▶ [Stored items]

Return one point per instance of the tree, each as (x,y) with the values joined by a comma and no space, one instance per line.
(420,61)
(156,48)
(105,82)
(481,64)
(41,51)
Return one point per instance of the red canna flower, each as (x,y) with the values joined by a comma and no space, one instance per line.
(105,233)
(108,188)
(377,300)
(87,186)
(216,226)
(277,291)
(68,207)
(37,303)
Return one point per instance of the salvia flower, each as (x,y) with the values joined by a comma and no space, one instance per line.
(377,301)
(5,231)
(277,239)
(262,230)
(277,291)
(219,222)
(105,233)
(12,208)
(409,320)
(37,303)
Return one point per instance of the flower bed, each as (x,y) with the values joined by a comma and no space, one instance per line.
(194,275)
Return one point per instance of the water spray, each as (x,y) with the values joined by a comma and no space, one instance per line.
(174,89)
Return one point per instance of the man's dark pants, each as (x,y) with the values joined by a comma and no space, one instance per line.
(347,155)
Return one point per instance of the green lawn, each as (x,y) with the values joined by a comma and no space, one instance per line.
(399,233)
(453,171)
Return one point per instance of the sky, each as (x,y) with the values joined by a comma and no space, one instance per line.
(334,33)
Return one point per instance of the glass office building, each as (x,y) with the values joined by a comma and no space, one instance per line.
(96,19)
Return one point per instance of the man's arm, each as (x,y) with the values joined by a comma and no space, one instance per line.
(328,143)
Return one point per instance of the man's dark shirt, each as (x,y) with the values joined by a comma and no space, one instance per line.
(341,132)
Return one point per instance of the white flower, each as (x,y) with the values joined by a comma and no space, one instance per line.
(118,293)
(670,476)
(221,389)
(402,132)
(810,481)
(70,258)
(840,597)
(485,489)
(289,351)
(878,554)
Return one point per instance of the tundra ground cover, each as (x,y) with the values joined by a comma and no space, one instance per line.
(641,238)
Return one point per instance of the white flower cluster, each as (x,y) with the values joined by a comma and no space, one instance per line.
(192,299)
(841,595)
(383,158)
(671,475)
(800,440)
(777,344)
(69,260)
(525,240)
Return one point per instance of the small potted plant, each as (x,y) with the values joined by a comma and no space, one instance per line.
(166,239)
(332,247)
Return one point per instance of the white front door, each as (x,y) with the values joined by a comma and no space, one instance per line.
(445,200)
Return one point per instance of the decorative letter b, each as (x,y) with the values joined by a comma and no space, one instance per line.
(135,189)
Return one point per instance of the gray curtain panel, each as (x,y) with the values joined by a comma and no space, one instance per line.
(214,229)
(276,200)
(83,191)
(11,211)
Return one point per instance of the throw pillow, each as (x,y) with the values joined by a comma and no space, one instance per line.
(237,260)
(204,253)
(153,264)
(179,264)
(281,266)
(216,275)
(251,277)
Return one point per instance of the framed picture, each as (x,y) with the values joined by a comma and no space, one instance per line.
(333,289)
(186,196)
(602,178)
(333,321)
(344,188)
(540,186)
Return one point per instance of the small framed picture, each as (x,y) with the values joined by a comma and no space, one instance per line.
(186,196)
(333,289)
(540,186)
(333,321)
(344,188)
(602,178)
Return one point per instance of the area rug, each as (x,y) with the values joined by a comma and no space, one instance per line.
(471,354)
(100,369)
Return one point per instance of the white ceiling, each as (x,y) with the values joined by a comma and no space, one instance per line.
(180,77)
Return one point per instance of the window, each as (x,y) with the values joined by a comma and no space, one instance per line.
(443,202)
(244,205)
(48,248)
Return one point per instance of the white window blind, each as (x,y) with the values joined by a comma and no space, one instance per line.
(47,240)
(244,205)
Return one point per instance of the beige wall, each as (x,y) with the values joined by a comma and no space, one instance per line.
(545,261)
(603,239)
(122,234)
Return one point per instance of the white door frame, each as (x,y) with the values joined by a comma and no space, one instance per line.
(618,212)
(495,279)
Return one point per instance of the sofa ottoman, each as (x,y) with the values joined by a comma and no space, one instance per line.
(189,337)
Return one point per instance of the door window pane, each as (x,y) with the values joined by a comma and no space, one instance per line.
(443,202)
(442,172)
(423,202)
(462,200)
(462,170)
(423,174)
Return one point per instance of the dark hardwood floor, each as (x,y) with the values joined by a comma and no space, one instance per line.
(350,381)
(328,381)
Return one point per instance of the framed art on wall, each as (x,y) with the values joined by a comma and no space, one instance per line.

▶ [Task statement]
Can you rewrite every one of the rows above, putting "a single point for each instance" wherever "one point per instance" appears and leaving everything else unchanged?

▶ [Output]
Return a single point for each instance of the tree, each as (x,y) with the values joined by a comma and no space, one instance per line.
(420,61)
(156,48)
(105,82)
(481,64)
(41,51)
Return a single point for each instance of the red canna flower, each as (x,y) with the values joined by a comma and no space, one instance per line.
(105,233)
(108,188)
(377,300)
(87,186)
(216,226)
(277,291)
(68,207)
(37,303)
Return a single point for each instance of the salvia flower, each as (x,y) with the values joined by a comma and no space, one instance per line.
(377,301)
(5,231)
(277,239)
(262,230)
(277,291)
(219,222)
(105,233)
(12,208)
(409,320)
(37,303)
Return a single point for each instance of the flower bed, each as (x,y) with the values joined by a comma and no space, one instance per line.
(194,275)
Return a single point for each instance of the water spray, each as (x,y) with the values joined by a comma and no space, one instance per line.
(174,89)
Return a single point for each instance of the man's dark pants, each as (x,y) with the values joined by a comma and no space, one instance per line.
(347,155)
Return a single point for each instance of the green lawn, each as (x,y) with the values joined by a comma and no space, one instance per line.
(399,233)
(453,171)
Return a single point for each instance of the sky, each as (x,y) with the values joined by a comma and no space, one instance per line.
(334,33)
Return a single point for each instance of the glass office building, each as (x,y) with the values joined by a comma and no space, one instance per line.
(96,19)
Return a single point for each instance of the man's arm, each as (x,y) with the values joined by a comma and no space, one instance per line.
(328,143)
Return a single point for each instance of the man's dark shirt, each as (x,y) with the values joined by a comma and no space, one instance per line.
(341,132)
Return a single point for each instance of the white flower, each as (x,y) with the values joined by a comma and no space, one instance per line.
(118,293)
(670,476)
(221,389)
(402,132)
(810,481)
(70,258)
(840,597)
(485,489)
(289,351)
(878,554)
Return a single point for each instance of the tundra ground cover, each as (x,y) with the values joined by a comma and no space, one instance per line.
(641,238)
Return a single point for each instance of the white flower cluster, each as (x,y) with the values joined by a comma and no space, one instance per line.
(192,299)
(841,595)
(383,158)
(671,475)
(800,440)
(777,344)
(69,260)
(525,240)
Return a single point for each instance of the small potted plant, each as (x,y) with the values joined by a comma and no space, one instance per line.
(166,239)
(332,247)
Return a single point for each instance of the white front door, each as (x,y) with the values joined by a comma and no space, one instance per line.
(445,200)
Return a single point for each instance of the decorative letter b, each as (x,y) with the values joined by a comma and no space, one instance per line.
(135,189)
Return a single point for each instance of the gray curtain panel, each as (x,y) with the values joined by a comma and no space, one instance per line.
(214,229)
(276,200)
(83,191)
(11,211)
Return a single point for each instance of the throw pillow, each as (x,y) with the values joined by a comma and no space, one instance per line.
(237,260)
(204,253)
(153,264)
(179,264)
(281,266)
(216,275)
(251,277)
Return a single point for each instance of the framed picture, each as (x,y) with the values joined by a comma and no space, one instance per line.
(333,289)
(186,196)
(602,178)
(333,321)
(344,188)
(540,186)
Return a single point for each instance of the small framed picture, each as (x,y) with the values joined by a comma and no space, one instance per line.
(186,196)
(333,289)
(540,186)
(333,321)
(344,188)
(602,178)
Return a single point for each instance of the area rug, each as (x,y) with the values joined by a comma and no space, one instance per line.
(471,354)
(100,369)
Return a single point for each instance of the white ceiling, each as (x,y) with the values joined by a comma and no space, one instance per line.
(180,77)
Return a single point for each instance of the window, each as (x,y) with the values joined by a comma and no space, one instance per line.
(443,202)
(244,205)
(48,248)
Return a single point for each instance of the white window blind, each as (x,y) with the values joined by a comma and no space, one instance per line.
(47,240)
(244,205)
Return a single point for each instance of the beige wall, each as (x,y) with the values joined by a comma and no space, one instance per line.
(545,261)
(603,239)
(122,234)
Return a single point for each instance of the white door frame, each as (x,y) with the values joined by a comma and no space, one instance per line.
(618,212)
(495,279)
Return a single point for each instance of the sofa ottoman, each as (x,y) with the values joined by a comma and no space, one instance per line.
(189,337)
Return a single point for each instance of the door window pane, each as (x,y) with the values joined by a comma and no space, one instance per line.
(443,202)
(442,172)
(423,202)
(462,200)
(462,170)
(423,174)
Return a single point for each instance of the dark hardwood floor, each as (x,y) with the values joined by a comma and no space, one instance per line.
(350,381)
(328,381)
Return a single point for each instance of the framed art on wall, each as (x,y) with the values joined by a comma and no space, one instance per line.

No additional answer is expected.